_Document section:_
Re: 2.6.12-rc2 + rc3: reaim with ext3 - system stalls.

From: Badari Pulavarty
Date: Thu May 05 2005 - 13:14:03 EST


Hi Andrew & Jan Kara,

I have an extremely simple patch to fix the problem.
Basically, move the journal_start_handle from writepages()
to ext3_writepages_get_block() (which gets called after locking
the page). What am I missing here ? The patch can't
be that simple :(

Please let me know.

BTW, I haven't done enough testing with the patch yet.

Thanks,
Badari

On Wed, 2005-05-04 at 09:02, Cliff White wrote:
> >
> > --=-LBuZsEP+un6vb/N1S6Yo
> > Content-Type: text/plain
> > Content-Transfer-Encoding: 7bit
> >
> > On Tue, 2005-05-03 at 07:43, Jan Kara wrote:
> > > Hello,
> > >
> > > > Started seeing some odd behaviour with recent kernels, haven't been able
> > to
> > > > run it down, could use some suggestions/help.
> > > >
> > > > Running re-aim7 with 2.6.12-rc2 and rc3, if I use xfs, jfs, or
> > > > reiserfs things work just fine.
> > > >
> > > > With ext3, the test stalls, such that:
> > > > CPU is 50% idle, 50% waiting IO (top)
> > > > vmstat shows one process blocked wio
> > > I've looked through your dumps and I spotted where is the problem -
> > > it's our well known and beloved lock inversion between PageLock and
> > > transaction start (giving CC to Badari who's the author of the patch
> > > that introduced it AFAIK).
> >
> > Yuck. It definitely not intentional.
> >
> > > The correct order is: first get PageLock and *then* start transaction.
> > > But in ext3_writeback_writepages() first ext3_journal_start() is called
> > > and then __mpage_writepages is called that tries to do LockPage and
> > > deadlock is there. Badari, could you please fix that (sadly I think that
> > > would not be easy)? Maybe we should back out those changes until it gets
> > > fixed...
> >
> > Hmm.. let me take a closer look. You are right, its not going to be
> > simple fix.

_Dataset excerpts:_
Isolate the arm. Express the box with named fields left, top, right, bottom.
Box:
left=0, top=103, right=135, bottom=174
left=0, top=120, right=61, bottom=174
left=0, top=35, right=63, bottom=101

_Stated task:_
Repeat the ext3 stall thread, everything from "Re: 2.6.12-rc2 +" down to "fix the problem.", and substitute "diff" for each "patch".

_Answer to the exercise:_
Re: 2.6.12-rc2 + rc3: reaim with ext3 - system stalls.

From: Badari Pulavarty
Date: Thu May 05 2005 - 13:14:03 EST


Hi Andrew & Jan Kara,

I have an extremely simple diff to fix the problem.